▸ WORK ORDER
Using the listing, copy each whole line that features "head".

▸ LISTED ENTRIES

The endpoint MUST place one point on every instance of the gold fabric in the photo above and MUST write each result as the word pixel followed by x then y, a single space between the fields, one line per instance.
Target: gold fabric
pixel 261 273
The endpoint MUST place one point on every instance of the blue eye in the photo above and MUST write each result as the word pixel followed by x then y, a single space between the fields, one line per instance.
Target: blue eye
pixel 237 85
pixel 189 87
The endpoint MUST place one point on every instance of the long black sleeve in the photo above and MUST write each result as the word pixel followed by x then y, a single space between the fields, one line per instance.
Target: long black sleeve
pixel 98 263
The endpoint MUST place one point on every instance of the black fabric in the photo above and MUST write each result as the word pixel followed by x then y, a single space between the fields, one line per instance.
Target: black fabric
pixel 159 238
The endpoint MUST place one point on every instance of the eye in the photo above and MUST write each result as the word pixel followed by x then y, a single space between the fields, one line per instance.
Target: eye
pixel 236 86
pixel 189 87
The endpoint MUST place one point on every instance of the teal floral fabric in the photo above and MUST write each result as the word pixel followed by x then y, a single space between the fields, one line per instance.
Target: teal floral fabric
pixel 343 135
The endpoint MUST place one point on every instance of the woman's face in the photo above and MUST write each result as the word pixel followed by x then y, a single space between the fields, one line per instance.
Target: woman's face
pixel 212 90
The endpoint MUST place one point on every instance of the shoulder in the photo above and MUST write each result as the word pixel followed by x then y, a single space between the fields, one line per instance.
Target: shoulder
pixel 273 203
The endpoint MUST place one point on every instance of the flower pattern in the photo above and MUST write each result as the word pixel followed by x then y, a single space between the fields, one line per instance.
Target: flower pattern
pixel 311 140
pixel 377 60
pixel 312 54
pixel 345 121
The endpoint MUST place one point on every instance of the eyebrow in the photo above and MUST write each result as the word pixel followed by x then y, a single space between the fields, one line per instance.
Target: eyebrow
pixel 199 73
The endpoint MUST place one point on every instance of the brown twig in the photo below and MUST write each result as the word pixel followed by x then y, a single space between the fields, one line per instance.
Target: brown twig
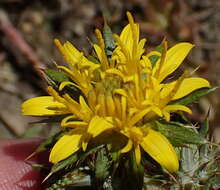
pixel 15 38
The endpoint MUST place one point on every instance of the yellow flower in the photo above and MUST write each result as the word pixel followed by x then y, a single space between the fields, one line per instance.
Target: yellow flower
pixel 123 93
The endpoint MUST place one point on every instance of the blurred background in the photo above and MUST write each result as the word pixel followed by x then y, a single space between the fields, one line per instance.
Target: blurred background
pixel 27 30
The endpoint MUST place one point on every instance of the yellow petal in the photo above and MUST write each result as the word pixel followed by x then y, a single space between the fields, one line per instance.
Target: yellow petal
pixel 43 106
pixel 137 152
pixel 160 149
pixel 177 107
pixel 65 146
pixel 189 85
pixel 127 147
pixel 99 124
pixel 174 58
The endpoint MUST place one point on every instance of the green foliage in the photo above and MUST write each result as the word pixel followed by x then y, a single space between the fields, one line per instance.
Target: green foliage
pixel 33 131
pixel 49 142
pixel 179 135
pixel 109 40
pixel 155 58
pixel 194 96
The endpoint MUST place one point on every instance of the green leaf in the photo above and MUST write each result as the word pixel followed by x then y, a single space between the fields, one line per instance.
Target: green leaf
pixel 56 76
pixel 155 58
pixel 189 161
pixel 194 96
pixel 180 136
pixel 109 40
pixel 78 157
pixel 101 166
pixel 49 142
pixel 64 163
pixel 204 127
pixel 213 183
pixel 33 131
pixel 53 119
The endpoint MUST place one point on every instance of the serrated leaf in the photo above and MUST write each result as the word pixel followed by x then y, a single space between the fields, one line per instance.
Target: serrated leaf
pixel 194 96
pixel 180 136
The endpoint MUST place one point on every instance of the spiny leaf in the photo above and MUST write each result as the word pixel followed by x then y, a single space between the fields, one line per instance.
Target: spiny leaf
pixel 56 76
pixel 180 136
pixel 194 96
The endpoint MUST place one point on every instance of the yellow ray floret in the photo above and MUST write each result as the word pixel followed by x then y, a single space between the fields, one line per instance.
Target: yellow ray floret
pixel 43 106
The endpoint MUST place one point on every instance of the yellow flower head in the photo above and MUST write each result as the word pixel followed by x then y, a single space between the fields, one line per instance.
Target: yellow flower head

▸ SOLUTION BELOW
The endpoint MUST place one point on every instance of the yellow flower head in the photo above and MUST write each result as the word pixel followed by x then y, a single space between the fields, one line per instance.
Target: yellow flower head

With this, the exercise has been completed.